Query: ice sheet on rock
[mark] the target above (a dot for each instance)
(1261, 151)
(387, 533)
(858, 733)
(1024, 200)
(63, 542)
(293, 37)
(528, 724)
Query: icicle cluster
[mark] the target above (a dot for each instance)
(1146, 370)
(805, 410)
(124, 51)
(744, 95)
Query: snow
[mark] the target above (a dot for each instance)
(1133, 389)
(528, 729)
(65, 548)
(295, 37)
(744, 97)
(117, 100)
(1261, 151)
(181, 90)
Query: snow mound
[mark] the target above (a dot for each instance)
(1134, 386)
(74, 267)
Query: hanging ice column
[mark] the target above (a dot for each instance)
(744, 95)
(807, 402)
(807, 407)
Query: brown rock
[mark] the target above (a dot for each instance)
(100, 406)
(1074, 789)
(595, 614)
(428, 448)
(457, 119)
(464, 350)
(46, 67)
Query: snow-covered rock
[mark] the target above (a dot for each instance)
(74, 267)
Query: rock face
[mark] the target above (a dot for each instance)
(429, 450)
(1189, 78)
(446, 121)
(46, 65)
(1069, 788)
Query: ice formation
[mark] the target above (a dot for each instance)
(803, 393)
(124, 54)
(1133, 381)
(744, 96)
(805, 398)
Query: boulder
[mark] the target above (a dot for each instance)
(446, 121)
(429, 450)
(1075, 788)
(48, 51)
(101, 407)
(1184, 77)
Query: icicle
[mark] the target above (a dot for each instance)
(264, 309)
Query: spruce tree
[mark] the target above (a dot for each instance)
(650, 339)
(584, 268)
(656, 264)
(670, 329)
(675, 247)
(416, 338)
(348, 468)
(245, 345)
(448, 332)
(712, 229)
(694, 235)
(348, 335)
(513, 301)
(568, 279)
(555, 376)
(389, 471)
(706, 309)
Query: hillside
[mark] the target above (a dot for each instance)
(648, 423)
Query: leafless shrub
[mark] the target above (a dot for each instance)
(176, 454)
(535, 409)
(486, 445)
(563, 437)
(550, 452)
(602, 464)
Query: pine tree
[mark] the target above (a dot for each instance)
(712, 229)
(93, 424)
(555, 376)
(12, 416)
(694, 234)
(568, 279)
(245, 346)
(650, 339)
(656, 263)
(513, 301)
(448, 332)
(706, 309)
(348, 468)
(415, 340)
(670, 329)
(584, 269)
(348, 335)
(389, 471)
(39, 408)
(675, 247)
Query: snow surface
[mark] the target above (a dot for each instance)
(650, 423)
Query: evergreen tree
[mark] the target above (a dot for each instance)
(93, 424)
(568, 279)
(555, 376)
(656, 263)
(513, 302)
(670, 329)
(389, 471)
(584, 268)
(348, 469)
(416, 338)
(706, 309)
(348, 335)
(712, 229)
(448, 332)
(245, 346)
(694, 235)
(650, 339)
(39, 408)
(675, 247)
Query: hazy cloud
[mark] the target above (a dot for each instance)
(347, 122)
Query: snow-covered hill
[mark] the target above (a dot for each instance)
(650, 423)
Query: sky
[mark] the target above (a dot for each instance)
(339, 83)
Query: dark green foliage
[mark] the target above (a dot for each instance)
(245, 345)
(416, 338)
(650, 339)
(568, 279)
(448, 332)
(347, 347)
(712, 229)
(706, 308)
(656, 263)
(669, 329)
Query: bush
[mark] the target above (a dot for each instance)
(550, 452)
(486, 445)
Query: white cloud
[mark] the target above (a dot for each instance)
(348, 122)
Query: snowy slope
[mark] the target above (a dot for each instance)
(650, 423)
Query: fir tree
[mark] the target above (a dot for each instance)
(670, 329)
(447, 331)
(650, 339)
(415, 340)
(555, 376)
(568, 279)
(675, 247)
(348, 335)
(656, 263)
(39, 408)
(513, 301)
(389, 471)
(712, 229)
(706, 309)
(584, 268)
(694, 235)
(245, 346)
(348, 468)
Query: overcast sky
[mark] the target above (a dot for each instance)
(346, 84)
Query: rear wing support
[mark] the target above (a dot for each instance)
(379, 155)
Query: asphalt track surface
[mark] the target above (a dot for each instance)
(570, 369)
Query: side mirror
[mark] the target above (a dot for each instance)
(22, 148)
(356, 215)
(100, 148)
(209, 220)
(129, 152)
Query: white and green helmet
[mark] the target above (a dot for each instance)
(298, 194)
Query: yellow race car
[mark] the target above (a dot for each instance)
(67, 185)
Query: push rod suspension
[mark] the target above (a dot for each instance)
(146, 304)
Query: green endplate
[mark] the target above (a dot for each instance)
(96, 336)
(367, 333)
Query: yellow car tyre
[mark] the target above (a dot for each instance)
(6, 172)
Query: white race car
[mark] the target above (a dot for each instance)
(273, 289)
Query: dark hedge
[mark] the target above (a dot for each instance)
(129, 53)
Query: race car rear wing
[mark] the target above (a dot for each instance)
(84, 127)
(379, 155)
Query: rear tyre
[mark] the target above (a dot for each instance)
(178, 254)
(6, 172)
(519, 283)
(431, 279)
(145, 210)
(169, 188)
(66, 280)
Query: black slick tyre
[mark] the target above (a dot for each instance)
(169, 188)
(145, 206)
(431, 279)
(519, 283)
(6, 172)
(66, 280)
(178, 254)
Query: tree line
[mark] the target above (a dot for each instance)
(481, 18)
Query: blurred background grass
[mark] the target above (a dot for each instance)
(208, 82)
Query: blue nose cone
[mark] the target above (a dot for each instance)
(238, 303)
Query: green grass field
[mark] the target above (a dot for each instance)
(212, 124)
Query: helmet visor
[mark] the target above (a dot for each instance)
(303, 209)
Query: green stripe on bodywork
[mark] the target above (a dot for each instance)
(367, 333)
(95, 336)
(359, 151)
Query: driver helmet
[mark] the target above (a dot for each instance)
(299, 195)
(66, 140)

*SET PROBLEM*
Copy the lines from the one containing "Query: yellow race car" through the end of the records, swapping every "tyre" for "tire" and changing nothing else.

*EXERCISE ANSWER*
Query: yellow race car
[mark] the target above (a dot for each instance)
(67, 185)
Query: push rod suspension
[mark] the target above (a dot for each instance)
(146, 304)
Query: green endplate
[mark] the target above (a dot for each instance)
(96, 336)
(367, 333)
Query: yellow car tire
[mark] the target above (a dot for each instance)
(6, 172)
Query: white race car
[mark] the target above (a dot for each instance)
(273, 289)
Query: dark hedge
[mark] the target above (a dot for each instance)
(129, 53)
Query: race car rear wing
[mark] the target above (a dot for each instance)
(84, 127)
(379, 155)
Query: rear tire
[mark] the target above (a dot for each instance)
(178, 254)
(6, 172)
(519, 283)
(431, 279)
(145, 210)
(169, 188)
(66, 280)
Query: black slick tire
[mark] the target above (a dot for each instance)
(169, 188)
(145, 206)
(431, 279)
(519, 283)
(6, 172)
(66, 280)
(178, 254)
Query: tree line
[mark] the target above (a dot for each instance)
(481, 18)
Query: blurred background grass
[mark] the target above (a dot for each instance)
(208, 82)
Query: blue nose cone
[mark] the target above (a dot for each instance)
(238, 303)
Query: green grass field
[mark] the target above (a dot for each instance)
(212, 124)
Query: helmet visor
[mark] the target above (a dot for each instance)
(303, 209)
Query: green stripe on bodywork
[mark] the target above (a dot for each instance)
(367, 333)
(95, 336)
(359, 151)
Query: driver helmet
[mark] the target above (a dot for each instance)
(299, 195)
(66, 140)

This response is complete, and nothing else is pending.